### KUTIPAN TEKS

Harapan
Perubahan dalam Pemilu 2014
David Krisna Alka ;
Peneliti Populis Institute
dan Maarif Institute for Culture and Humanity
|
MEDIA
INDONESIA, 09 Januari 2014
SUTAN Takdir Alisjahbana (1984:64)
pernah berkata, politik itu sesungguhnya memasuki dan menguasai segala aspek
hidup, takut akan politik berarti lari dari hidup. Namun, studi politik
umumnya memiliki dua cara pandang.
Pertama, yang memandang politik
pada dasarnya dijalankan secara etis, santun, visioner, dan demi kemajuan
serta kesejahteraan masyarakat lahir dan batin. Politik yang berlandaskan
etika dan moral politik, yang mengedepankan apa yang seharusnya dilakukan
sejalan dengan prinsip dasar moralitas nilai dan norma yang dijadikan kaidah
kehidupan masyarakat.
Kedua, yang menyatakan realitas
politik adalah kancah perebutan kekuasaan, menggunakan kekuatan dan daya
upaya yang tak segan-segan menggunakan cara-cara yang tidak lazim, melepaskan
dirinya dari akal sehat dengan melanggar norma, nilai dan etika-moral
masyarakat. Cara pandang yang kedua itu acap kali mengisi kehidupan politik
di negeri ini sehingga berlari tanpa tujuan kemuliaan yang pasti.
Kehidupan politik yang merusak
kehidupan publik menjadi fenomena yang hampir sudah menjadi biasa ditemukan.
Misal, pejabat politik bergaya hidup mewah dari hasil korupsi. Di tengah
masih banyaknya kemiskinan di negeri ini, gaya hidup pejabat publik sering
bertolak belakang dengan kesejahteraan warga.
Suatu dinding besar memisahkan
mereka yang menikmati manfaat dan hak-hak istimewa dari negara dengan rakyat
miskin yang harus bersaing dan bercucur keringat untuk hidup di dalam negara.
Terkadang, rakyat miskin juga mendapat perlakuan diskriminatif dari sistem
hukum yang ada.
Sederhana
Hidup dalam politik adalah hidup
dalam kesederhanaan dan tak perlu melakukan hal yang tak perlu; tak perlu
melakukan korupsi atau perbuatan yang melanggar etika publik. Hernando De
Soto (1992:308) mengungkapkan, bukan pejabat yang mencipta kekayaan; mereka
hanya duduk di belakang meja, memberi wejangan, membuat rancangan
undang-undang dan peraturan, memproses dokumen, memantau, mengawasi dan
memungut pajak, tetapi mereka tidak menghasilkan. Rakyatlah yang
menghasilkan!
Namun, rasa-rasanya kok rakyat
kecil makin dijajah elite politik yang gaya hidupnya mewah luar biasa,
seperti hidup di zaman penjajahan saja. Anggapan bahwa elite politik atau
pejabat pusat ialah subjek yang harus kita layani atau bahkan dilindungi para
punggawanya seharusnya kita ubah secara mendasar karena kekuasaan dan
penguasa seharusnya justru bersifat melindungi dan melayani rakyatnya. Bukan
malah bermental penjajah.

### TUGAS 1
Susun sebagai daftar JSON berisi string, satu string per baris tanpa baris kosong, baris-baris entri di bawah mulai dari baris yang memuat "The component shall locate one point per instance of the grey" sampai dengan baris yang memuat "(1194, 479)".

### BAHAN
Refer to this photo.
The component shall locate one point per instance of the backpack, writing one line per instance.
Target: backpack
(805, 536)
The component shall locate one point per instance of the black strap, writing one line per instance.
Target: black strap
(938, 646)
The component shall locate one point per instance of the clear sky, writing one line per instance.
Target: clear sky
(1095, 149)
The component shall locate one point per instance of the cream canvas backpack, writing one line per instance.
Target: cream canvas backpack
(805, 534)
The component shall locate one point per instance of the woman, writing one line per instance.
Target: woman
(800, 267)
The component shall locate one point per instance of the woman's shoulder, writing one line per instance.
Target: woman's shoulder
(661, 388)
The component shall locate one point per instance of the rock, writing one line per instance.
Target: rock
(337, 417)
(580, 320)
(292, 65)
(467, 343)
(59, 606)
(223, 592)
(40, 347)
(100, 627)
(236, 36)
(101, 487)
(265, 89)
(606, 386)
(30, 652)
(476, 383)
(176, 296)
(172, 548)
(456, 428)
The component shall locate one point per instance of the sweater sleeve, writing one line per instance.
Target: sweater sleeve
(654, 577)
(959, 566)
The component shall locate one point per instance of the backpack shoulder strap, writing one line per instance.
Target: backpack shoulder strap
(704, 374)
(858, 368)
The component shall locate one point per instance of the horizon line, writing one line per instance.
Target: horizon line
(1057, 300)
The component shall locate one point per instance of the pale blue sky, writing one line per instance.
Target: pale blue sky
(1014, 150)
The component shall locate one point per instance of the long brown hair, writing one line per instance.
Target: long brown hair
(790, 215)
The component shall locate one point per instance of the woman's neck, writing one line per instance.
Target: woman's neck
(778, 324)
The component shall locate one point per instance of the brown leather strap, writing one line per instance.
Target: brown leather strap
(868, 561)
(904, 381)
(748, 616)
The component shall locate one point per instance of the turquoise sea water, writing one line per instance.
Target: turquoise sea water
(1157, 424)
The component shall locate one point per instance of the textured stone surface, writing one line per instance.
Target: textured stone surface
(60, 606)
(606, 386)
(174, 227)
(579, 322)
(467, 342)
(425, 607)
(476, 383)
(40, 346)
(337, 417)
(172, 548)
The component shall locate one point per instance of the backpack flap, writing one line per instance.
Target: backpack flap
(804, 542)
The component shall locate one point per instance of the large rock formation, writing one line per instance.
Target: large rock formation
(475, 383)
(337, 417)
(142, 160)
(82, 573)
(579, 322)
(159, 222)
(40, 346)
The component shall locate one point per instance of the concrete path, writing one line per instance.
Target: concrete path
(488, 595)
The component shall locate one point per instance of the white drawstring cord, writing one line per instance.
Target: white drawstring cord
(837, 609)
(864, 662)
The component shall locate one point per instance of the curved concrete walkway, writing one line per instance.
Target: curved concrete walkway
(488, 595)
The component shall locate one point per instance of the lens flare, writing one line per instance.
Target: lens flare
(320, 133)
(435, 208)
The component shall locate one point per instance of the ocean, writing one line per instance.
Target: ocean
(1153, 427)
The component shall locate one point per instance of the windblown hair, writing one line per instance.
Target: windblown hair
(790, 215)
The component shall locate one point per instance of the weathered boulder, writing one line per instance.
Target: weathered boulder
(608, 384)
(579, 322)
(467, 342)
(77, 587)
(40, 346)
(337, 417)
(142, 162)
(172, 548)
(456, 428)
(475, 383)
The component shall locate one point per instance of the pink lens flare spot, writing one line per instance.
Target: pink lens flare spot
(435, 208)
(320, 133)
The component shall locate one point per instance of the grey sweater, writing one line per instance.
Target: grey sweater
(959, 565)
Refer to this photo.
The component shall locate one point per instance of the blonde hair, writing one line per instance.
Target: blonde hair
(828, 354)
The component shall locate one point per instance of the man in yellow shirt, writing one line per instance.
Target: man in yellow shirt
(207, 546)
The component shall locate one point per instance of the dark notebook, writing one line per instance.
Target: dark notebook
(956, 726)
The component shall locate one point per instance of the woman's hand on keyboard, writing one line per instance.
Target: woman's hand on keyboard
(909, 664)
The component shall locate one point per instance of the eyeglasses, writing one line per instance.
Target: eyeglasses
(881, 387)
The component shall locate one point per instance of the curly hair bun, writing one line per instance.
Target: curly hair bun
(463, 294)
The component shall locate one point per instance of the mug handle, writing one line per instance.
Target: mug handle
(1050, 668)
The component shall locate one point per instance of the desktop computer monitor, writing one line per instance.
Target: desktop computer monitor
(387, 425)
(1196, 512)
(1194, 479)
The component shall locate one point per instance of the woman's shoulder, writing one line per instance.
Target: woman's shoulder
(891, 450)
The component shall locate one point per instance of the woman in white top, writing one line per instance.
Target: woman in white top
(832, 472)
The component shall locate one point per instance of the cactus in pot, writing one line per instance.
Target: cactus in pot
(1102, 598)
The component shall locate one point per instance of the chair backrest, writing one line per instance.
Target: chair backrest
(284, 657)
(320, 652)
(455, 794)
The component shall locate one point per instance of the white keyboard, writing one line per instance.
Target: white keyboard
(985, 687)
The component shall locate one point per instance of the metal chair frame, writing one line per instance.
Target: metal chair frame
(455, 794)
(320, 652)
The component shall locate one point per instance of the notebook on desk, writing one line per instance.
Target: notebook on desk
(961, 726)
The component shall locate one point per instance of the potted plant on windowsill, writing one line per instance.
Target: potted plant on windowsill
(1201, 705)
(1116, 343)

### TUGAS 2
Sebutkan semua kegiatan yang menurut Hernando De Soto dilakukan pejabat dalam teks tentang harapan perubahan dalam Pemilu 2014.

### JAWABAN BENAR 1
[
  "The component shall locate one point per instance of the grey sweater, writing one line per instance.",
  "Target: grey sweater",
  "(959, 565)",
  "Refer to this photo.",
  "The component shall locate one point per instance of the blonde hair, writing one line per instance.",
  "Target: blonde hair",
  "(828, 354)",
  "The component shall locate one point per instance of the man in yellow shirt, writing one line per instance.",
  "Target: man in yellow shirt",
  "(207, 546)",
  "The component shall locate one point per instance of the dark notebook, writing one line per instance.",
  "Target: dark notebook",
  "(956, 726)",
  "The component shall locate one point per instance of the woman's hand on keyboard, writing one line per instance.",
  "Target: woman's hand on keyboard",
  "(909, 664)",
  "The component shall locate one point per instance of the eyeglasses, writing one line per instance.",
  "Target: eyeglasses",
  "(881, 387)",
  "The component shall locate one point per instance of the curly hair bun, writing one line per instance.",
  "Target: curly hair bun",
  "(463, 294)",
  "The component shall locate one point per instance of the mug handle, writing one line per instance.",
  "Target: mug handle",
  "(1050, 668)",
  "The component shall locate one point per instance of the desktop computer monitor, writing one line per instance.",
  "Target: desktop computer monitor",
  "(387, 425)",
  "(1196, 512)",
  "(1194, 479)"
]

### JAWABAN BENAR 2
- duduk di belakang meja
- memberi wejangan
- membuat rancangan undang-undang dan peraturan
- memproses dokumen
- memantau
- mengawasi
- memungut pajak